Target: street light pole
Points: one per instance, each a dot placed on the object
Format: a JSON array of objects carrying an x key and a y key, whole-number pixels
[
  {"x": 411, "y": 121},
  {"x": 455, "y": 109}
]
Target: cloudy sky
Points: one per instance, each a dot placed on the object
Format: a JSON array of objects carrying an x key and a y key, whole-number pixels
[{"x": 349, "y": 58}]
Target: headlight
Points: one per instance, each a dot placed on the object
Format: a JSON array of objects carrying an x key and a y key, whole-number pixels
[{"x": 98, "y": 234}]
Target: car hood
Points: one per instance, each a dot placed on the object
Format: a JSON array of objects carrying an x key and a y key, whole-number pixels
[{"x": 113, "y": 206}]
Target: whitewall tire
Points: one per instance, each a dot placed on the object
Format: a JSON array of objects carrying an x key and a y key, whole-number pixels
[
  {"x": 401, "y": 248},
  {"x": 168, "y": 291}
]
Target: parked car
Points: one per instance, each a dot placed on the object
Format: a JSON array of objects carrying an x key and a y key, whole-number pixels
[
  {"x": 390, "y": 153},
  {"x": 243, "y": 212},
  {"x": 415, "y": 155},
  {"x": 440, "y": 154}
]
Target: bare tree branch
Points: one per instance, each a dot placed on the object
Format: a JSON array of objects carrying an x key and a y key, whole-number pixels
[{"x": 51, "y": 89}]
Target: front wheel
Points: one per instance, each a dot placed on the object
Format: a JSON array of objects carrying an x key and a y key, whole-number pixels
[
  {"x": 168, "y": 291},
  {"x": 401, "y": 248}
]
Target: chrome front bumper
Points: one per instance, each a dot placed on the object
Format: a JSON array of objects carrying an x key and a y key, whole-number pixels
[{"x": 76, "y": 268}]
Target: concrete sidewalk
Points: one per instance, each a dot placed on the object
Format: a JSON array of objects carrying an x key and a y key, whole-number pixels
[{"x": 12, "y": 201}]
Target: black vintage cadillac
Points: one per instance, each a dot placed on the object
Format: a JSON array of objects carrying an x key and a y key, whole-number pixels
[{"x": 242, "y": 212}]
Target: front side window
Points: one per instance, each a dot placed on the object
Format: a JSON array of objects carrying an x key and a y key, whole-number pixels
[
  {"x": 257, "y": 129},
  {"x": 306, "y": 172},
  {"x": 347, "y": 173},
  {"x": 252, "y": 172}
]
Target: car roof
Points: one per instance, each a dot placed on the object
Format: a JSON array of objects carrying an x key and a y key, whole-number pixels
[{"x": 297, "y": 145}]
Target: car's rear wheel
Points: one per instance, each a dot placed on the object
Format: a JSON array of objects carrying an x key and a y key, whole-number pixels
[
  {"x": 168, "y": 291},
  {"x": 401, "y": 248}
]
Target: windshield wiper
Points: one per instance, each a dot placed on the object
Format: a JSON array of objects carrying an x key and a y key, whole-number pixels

========================

_WHAT THE EXERCISE ASKS:_
Copy out every one of the lines above word for word, keeping their order and changing nothing.

_FINISHED TASK:_
Target: street light pole
Points: one per instance, each a dot placed on the object
Format: a JSON array of objects carrying an x key and a y key, whole-number pixels
[
  {"x": 411, "y": 121},
  {"x": 455, "y": 109}
]
Target: cloudy sky
Points: one per instance, each a dot placed on the object
Format: a JSON array of objects carrying an x key and a y key, whole-number pixels
[{"x": 349, "y": 58}]
Target: headlight
Points: one per instance, each a dot placed on the object
Format: a JSON array of objects carrying an x key and a y key, whole-number pixels
[{"x": 98, "y": 234}]
Target: car hood
Points: one per instance, each a dot placed on the object
Format: a JSON array of objects carrying an x key and a y key, whole-number pixels
[{"x": 113, "y": 206}]
Target: whitewall tire
Points: one per instance, each a dot placed on the object
Format: a JSON array of objects carrying an x key and a y key, whole-number pixels
[
  {"x": 401, "y": 248},
  {"x": 168, "y": 291}
]
Target: parked car
Points: one per instance, each a dot placed on the object
Format: a JSON array of objects carrying an x key and a y key, whole-number pixels
[
  {"x": 390, "y": 153},
  {"x": 243, "y": 212},
  {"x": 415, "y": 155},
  {"x": 440, "y": 154}
]
Target: bare tree branch
Points: one per instance, each a dot placed on the object
Format: a JSON array of objects carrying an x key and a y key, whole-number pixels
[{"x": 51, "y": 89}]
Target: front wheel
Points: one per instance, each a dot placed on the object
Format: a JSON array of objects carrying an x key and a y key, whole-number pixels
[
  {"x": 168, "y": 291},
  {"x": 401, "y": 248}
]
Target: chrome front bumper
Points: one per instance, each a dot placed on the object
Format: a JSON array of objects carrying an x key and a y key, whole-number pixels
[{"x": 76, "y": 268}]
Target: concrete sidewalk
Points: one per instance, each a dot placed on the object
Format: a JSON array of objects carrying an x key and a y key, whole-number pixels
[{"x": 12, "y": 201}]
Target: black vintage cadillac
Points: one per instance, each a dot placed on the object
Format: a JSON array of objects carrying an x key and a y key, whole-number pixels
[{"x": 242, "y": 212}]
Target: front side window
Points: one per instance, each a dot placed on the object
Format: a JSON array of objects carrying an x key and a y key, whole-number pixels
[
  {"x": 257, "y": 129},
  {"x": 306, "y": 172},
  {"x": 347, "y": 173},
  {"x": 252, "y": 172}
]
Target: car roof
Points: one per instance, each a dot placed on the object
Format: a JSON array of objects carrying an x key and a y key, whole-number pixels
[{"x": 297, "y": 145}]
Target: car's rear wheel
Points: one per instance, each a dot placed on the object
Format: a JSON array of objects carrying an x key and a y key, whole-number pixels
[
  {"x": 168, "y": 291},
  {"x": 401, "y": 248}
]
Target: windshield wiper
Points: one per instance, each a dot placed on the object
Format: a JSON array of objects carrying an x key and a y key, whole-number pixels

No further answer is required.